> STATED EXERCISE 1
In the review of The Escape, when was the narrator born?
> STATED EXERCISE 2
Rewrite the review of The Escape from "That sets the" up to and including "lack of focus.", changing "zenith" to "peak".

> PASSAGE
════════════════════
From the chapter titles -- 'Haffner Unbound', 'Haffner Amorous', 'Haffner Amphibious', and so on, in twenty variations -- Haffner and his stories are presented.
There is a bit of plot to the novel, most of it centered around when an old, retired Haffner went, "in the final year of the twentieth century", to an apparently formerly communist country in Central Europe to try to reclaim some property.
So there was some bureaucratic business to attend to, and along with that Haffner dealt (and often fumbled around) with a variety of people.
His grandson, Benjamin, a very different character, also plays a role, including showing just how far apart the generations are and how times have changed.
For the most part, however, The Escape focuses on trying to pin down Haffner himself, to sum up and reflect on the now dying man's life.
An elusive narrator does the job of presenting Haffner and his stories, but it's a figure that remains largely off-stage.
The narrator introduces himself and provides a bit of personal information:
And me ?
I was born sixty years after Haffner.
I was just a friend.
But his role remains that of raconteur and interpreter, rarely figuring to any extent in Haffner's story.
Or stories, since much of The Escape is anecdotal, the piecing together of bits that happened before the (very young) narrator's time.
Early on we're told:
The ethos of Rafael Haffner -- as businessman, raconteur, wit, jazzman, reader -- was simple: no experience could be more pleasurable than its telling.
The description was always to be preferred to the reality.
That sets the bar high for a novel -- a book of description.
Thirlwell tries hard, but falls fairly flat.
His tale meanders and floats, and for all his Haffner-tales his character never become very substantial.
A big part of the problem is Thirlwell's tic (and trick) of not following the traditional story-arc in his anecdotes and stories, preferring to jump in and out, and drift off elsewhere.
At this zenith, while Haffner remains there, happily asleep, with his penis in a stranger's hand, I am suddenly reminded of another Haffnerian story.
Yes, there's a certain lack of focus.
Sure, the narrator gets back to the matter at hand eventually (more or less), but it's tough to pull off a digression at a point like that.
There's an elegance and cleverness to some of the language and accounts, but Thirlwell has an odd ear, with a tendency to overwrite, taking one step too far in his minute observations.
When Haffner is on one of his bureaucratic errands a secretaries' room is described as unadorned:
Its walls were bare, except for a cork noticeboard, pinned with reminders of rota systems, memos about departmental protocol.
A handwritten invitation to a party from two months ago was beginning to curl at the bottom: a stalled wave.
The whole description seems unnecessary, but can pass as setting the setting; the last three words, however, are an entirely pointless embellishment that reeks of nothing else but an author enamored of a specific turn of words.
That Thirlwell is enamored of specific turns of words is clear throughout, and he even makes something of a game of it in The Escape, acknowledging in a Postscript that: "This book contains quotations, some of them slightly adapted" from the works of some forty-odd authors and artists, ranging from Auden to Virgil, and including Brecht, Mel Brooks, Ella Fitzgerald, Kafka, Nabokov, Georges Perec, Rabelais, Tupac Shakur, and Tolstoy.
════════════════════
(Point labeling examples)
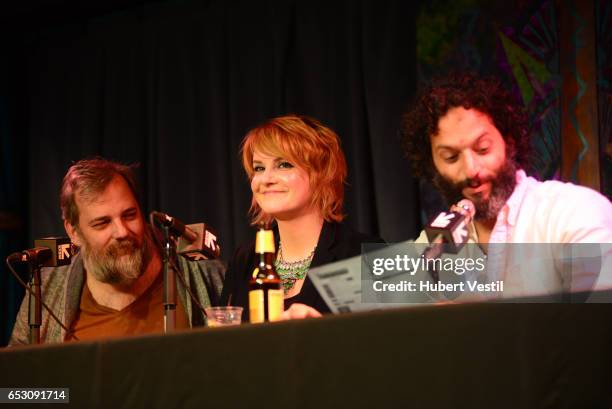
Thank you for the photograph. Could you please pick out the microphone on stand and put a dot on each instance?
(448, 232)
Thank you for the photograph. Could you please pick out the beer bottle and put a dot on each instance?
(266, 300)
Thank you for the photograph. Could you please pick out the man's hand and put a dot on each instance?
(299, 311)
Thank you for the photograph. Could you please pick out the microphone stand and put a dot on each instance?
════════════════════
> CORRECT ANSWER 1
Sixty years after Haffner.

> CORRECT ANSWER 2
That sets the bar high for a novel -- a book of description.
Thirlwell tries hard, but falls fairly flat.
His tale meanders and floats, and for all his Haffner-tales his character never become very substantial.
A big part of the problem is Thirlwell's tic (and trick) of not following the traditional story-arc in his anecdotes and stories, preferring to jump in and out, and drift off elsewhere.
At this peak, while Haffner remains there, happily asleep, with his penis in a stranger's hand, I am suddenly reminded of another Haffnerian story.
Yes, there's a certain lack of focus.